» **TO DO**
An exact transcript of all the records is the expected answer.

SOURCE INFORMATION Block Start

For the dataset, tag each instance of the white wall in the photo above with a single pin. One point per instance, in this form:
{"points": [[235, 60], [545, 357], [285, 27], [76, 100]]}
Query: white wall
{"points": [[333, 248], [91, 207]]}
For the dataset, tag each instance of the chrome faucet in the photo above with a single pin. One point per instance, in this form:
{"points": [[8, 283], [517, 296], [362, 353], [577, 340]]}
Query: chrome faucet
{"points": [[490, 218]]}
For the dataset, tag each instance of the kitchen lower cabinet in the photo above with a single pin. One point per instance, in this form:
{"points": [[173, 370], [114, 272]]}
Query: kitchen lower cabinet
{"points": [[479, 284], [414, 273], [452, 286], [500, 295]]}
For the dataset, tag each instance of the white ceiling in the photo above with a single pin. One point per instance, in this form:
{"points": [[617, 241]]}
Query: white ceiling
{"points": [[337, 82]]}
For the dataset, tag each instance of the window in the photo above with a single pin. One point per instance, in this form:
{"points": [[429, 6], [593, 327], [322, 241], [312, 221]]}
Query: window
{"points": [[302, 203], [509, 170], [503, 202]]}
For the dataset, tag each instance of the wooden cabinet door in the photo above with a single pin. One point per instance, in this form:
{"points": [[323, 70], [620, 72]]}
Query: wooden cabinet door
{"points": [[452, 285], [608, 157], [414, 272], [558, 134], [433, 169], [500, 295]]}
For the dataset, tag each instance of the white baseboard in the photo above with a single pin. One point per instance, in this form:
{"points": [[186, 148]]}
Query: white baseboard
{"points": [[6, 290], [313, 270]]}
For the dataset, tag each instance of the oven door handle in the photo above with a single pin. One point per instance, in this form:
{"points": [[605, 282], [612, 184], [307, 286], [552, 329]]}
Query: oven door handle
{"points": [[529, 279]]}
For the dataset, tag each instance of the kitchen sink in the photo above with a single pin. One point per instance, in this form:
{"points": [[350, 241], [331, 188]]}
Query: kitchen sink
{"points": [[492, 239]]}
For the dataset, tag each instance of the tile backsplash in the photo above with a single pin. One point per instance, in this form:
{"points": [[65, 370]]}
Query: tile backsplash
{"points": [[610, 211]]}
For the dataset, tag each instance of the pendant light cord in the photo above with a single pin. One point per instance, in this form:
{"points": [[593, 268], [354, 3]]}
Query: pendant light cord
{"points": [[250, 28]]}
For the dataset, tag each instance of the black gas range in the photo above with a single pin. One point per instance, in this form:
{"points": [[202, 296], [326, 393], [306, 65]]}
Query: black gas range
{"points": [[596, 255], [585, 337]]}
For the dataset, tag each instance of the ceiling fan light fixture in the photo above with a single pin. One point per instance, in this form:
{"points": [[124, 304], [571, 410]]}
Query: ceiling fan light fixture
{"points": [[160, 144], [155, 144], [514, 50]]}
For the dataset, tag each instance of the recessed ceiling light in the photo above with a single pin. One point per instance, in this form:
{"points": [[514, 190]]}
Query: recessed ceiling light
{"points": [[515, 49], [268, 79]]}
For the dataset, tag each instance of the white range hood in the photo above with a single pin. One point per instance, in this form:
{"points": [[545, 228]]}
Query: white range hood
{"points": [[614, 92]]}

SOURCE INFORMATION Block End

» **EXERCISE RESULT**
For the dataset, tag each instance of the white wall in the photo above with a single pin. One point per instance, in this form:
{"points": [[235, 60], [545, 357], [285, 27], [76, 100]]}
Query: white wall
{"points": [[333, 248], [91, 207]]}
For the dataset, tag each instance of the chrome faucet in the photo above with a single pin. One point per instance, in this form:
{"points": [[8, 283], [517, 296], [362, 353], [577, 340]]}
Query: chrome faucet
{"points": [[490, 218]]}
For the dataset, tag each instance of the kitchen lower cabinet in the photo above with a single pin. One point per instance, in this form:
{"points": [[173, 370], [114, 272]]}
Query: kitchen lower cabinet
{"points": [[479, 284], [414, 273], [452, 286], [500, 295]]}
For the dataset, tag each instance of the white ceiling in the photo above with a single pin. One point per instance, in this form:
{"points": [[617, 241]]}
Query: white ceiling
{"points": [[337, 82]]}
For the dataset, tag each instance of the window in the photo above with a single pin. One point per instance, in this form:
{"points": [[429, 6], [593, 327], [322, 241], [312, 221]]}
Query: window
{"points": [[302, 203], [509, 170], [503, 202]]}
For the dataset, tag each instance of the wooden cabinet door in the photo above with a single pin. One point per instance, in this form:
{"points": [[323, 70], [620, 72]]}
Query: wooden cabinet door
{"points": [[452, 285], [608, 157], [414, 272], [558, 134], [433, 169], [500, 295]]}
For the dataset, tag each instance of the white baseboard in the photo above with a single pin. One point per instance, in this form:
{"points": [[186, 148]]}
Query: white baseboard
{"points": [[6, 290], [313, 270]]}
For the dataset, tag each instance of the oven door handle in the photo above with a single pin. One point per instance, in this form:
{"points": [[605, 282], [612, 184], [307, 286], [552, 329]]}
Query: oven door handle
{"points": [[529, 279]]}
For the dataset, tag each instance of the kitchen sink in the photo above with a single pin. One point per instance, in this form:
{"points": [[350, 241], [331, 188]]}
Query: kitchen sink
{"points": [[492, 239]]}
For the dataset, tag each instance of the tile backsplash in the photo above with a single pin. One point per instance, in this form:
{"points": [[65, 370]]}
Query: tile backsplash
{"points": [[610, 211]]}
For the dataset, tag each instance of the pendant light cord in the photo above with a single pin. One point per instance, in this form:
{"points": [[593, 268], [354, 3]]}
Query: pendant light cord
{"points": [[250, 28]]}
For the dataset, tag each instance of the black gas range in the photo above with a single pin. One point per instance, in this form:
{"points": [[202, 296], [326, 393], [306, 65]]}
Query: black gas range
{"points": [[596, 255], [585, 337]]}
For the dataset, tag each instance of the ceiling fan light fixture in the photo above with a single pin. One point per instance, in this form:
{"points": [[124, 304], [571, 410]]}
Query: ceiling fan light fixture
{"points": [[160, 144], [155, 144], [514, 50]]}
For the dataset, tag each instance of the recessed ceiling light in the photo above with a single pin. One point per instance, in this form:
{"points": [[514, 190]]}
Query: recessed ceiling light
{"points": [[515, 49], [268, 79]]}
For the dataset, tag each instance of the white range hood in the photo above with a single pin. One point per instance, in this form:
{"points": [[545, 228]]}
Query: white range hood
{"points": [[614, 92]]}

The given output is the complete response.